TEXTE DE LECTURE →
La justice relaxe trois marins du porte-avions Charles de Gaulle

En novembre 2001, quelques jours avant le départ du porte-avions nucléaire Charles de Gaulle pour sa première mission dans l’océan Indien, le quartier-maître Sébastien Pisani, alors âgé de 21 ans, est victime d’un intoxication après avoir inhalé du sulfure d’hydrogène (H2S) au cours d’une intervention sur une caisse d’eaux usées du bâtiment. Il est en outre submergé par 3.000 litres d’eau noire.

Un autre marin, le quartier-maître Franck Freohlinger, venu lui porter secours, est lui aussi asphyxié mais il pourra reprendre le service quelques semaines plus tard. Ce qui ne sera pas le cas de son camarade, plongé, depuis, dans le coma en raison d’une anoxie cérébrale provoquée par le gaz.

Suite à cet incident, la famille du quartier-maître Pisani a porté plainte. Sa mère, Chantal Montesino, avait déclaré, en octobre 2008, vouloir que « la Marine soit reconnue responsable ». « Ils sont tous responsables sans l’être. M. Dupont ou Durand, je m’en fous, je veux qu’ils soient hantés jusqu’à la fin de leur vie » avait-elle ajouté, en évoquant les cinq responsables hiérarchiques de son fils visés par la procédure.

L’intervention effectuée par le quartier-maître Pisani avait pour objet de débloquer un clapet de non-retour défaillant sur l’une des 48 caisses du système de collecte des eaux usées du porte-avions. L’enquête a démontré que ce type d’incident était alors très fréquent sur le Charles de Gaulle pour une raison simple : par souci d’économie et pour gagner du poids, des clapets prévus pour de l’eau douce avaient été choisis. Seulement, ces derniers s’encrassaient régulièrement et, de surcroît, ils n’avaient pas été montés correctement.

Par ailleurs, et suite à un incident du même type arrivé à bord de la frégate Georges Leygues, un message en date du 10 août 2001 et émis par le commandement de la Force d’action navale (FAN), recommandait la procédure d’intervention en espaces confinés pour opérer sur les caisses d’eaux usées.

Plus d’un mois plus tard, la commission d’hygiène et de prévention du Charles de Gaulle estime que le message n’était en fait qu’un rappel des procédures et qu’il ne concernait pas spécifiquement le compartiment abritant les caisses d’eaux usées étant donné que le constructeur, DCNS, ne l’avait pas classé comme étant un local confiné.

Message mal rédigé, incompréhension ou mauvaise interprétation, toujours est-il que cinq marins du porte-avions sont traduits devant la justice, dont le major Eric Manuaut, maître-principal en charge de la section collecteur-pompes au moment des faits, l’enseigne de vaisseau Alain Valenti, le lieutenant de vaisseau Jean-Guy Berriet, alors chef du service de sécurité, l’officier de sécurité nucléaire, c’est à dire le capitaine de vaisseau Bernard Jacquet et le contre-amiral Marc Bramaud du Boucheron, alors commandant en second du navire, qui en était le responsable au moment de la réception du message de la FAN.

ENREGISTREMENTS →
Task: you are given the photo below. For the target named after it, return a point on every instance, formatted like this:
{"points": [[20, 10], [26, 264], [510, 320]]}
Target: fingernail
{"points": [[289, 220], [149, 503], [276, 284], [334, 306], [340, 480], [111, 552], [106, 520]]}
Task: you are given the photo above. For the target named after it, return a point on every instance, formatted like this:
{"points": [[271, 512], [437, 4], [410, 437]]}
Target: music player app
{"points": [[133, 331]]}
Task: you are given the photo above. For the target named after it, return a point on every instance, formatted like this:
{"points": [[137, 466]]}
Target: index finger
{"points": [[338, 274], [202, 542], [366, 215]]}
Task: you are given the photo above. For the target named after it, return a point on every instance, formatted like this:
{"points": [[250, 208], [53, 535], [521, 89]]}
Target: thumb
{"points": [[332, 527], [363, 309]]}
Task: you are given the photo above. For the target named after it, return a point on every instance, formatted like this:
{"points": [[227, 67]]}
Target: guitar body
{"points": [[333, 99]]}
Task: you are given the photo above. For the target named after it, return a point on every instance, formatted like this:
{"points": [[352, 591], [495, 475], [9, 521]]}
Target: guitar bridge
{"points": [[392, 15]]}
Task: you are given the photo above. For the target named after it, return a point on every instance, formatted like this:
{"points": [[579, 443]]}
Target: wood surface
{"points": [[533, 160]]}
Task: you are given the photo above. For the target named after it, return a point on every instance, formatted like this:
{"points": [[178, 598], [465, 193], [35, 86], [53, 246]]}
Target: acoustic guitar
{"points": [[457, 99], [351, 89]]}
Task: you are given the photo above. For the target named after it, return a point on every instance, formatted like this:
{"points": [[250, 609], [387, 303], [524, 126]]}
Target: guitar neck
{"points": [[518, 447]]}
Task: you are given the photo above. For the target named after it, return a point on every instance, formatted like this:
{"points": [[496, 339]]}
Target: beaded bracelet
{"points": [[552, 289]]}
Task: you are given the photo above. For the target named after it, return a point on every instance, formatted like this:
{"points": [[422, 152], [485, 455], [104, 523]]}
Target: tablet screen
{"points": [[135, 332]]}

TÂCHE À RÉALISER → Recopiez fidèlement le passage du texte sur les marins du Charles de Gaulle qui va de « La justice relaxe » à « par le gaz. ».

RÉSULTAT DE LA TÂCHE →
La justice relaxe trois marins du porte-avions Charles de Gaulle

En novembre 2001, quelques jours avant le départ du porte-avions nucléaire Charles de Gaulle pour sa première mission dans l’océan Indien, le quartier-maître Sébastien Pisani, alors âgé de 21 ans, est victime d’un intoxication après avoir inhalé du sulfure d’hydrogène (H2S) au cours d’une intervention sur une caisse d’eaux usées du bâtiment. Il est en outre submergé par 3.000 litres d’eau noire.

Un autre marin, le quartier-maître Franck Freohlinger, venu lui porter secours, est lui aussi asphyxié mais il pourra reprendre le service quelques semaines plus tard. Ce qui ne sera pas le cas de son camarade, plongé, depuis, dans le coma en raison d’une anoxie cérébrale provoquée par le gaz.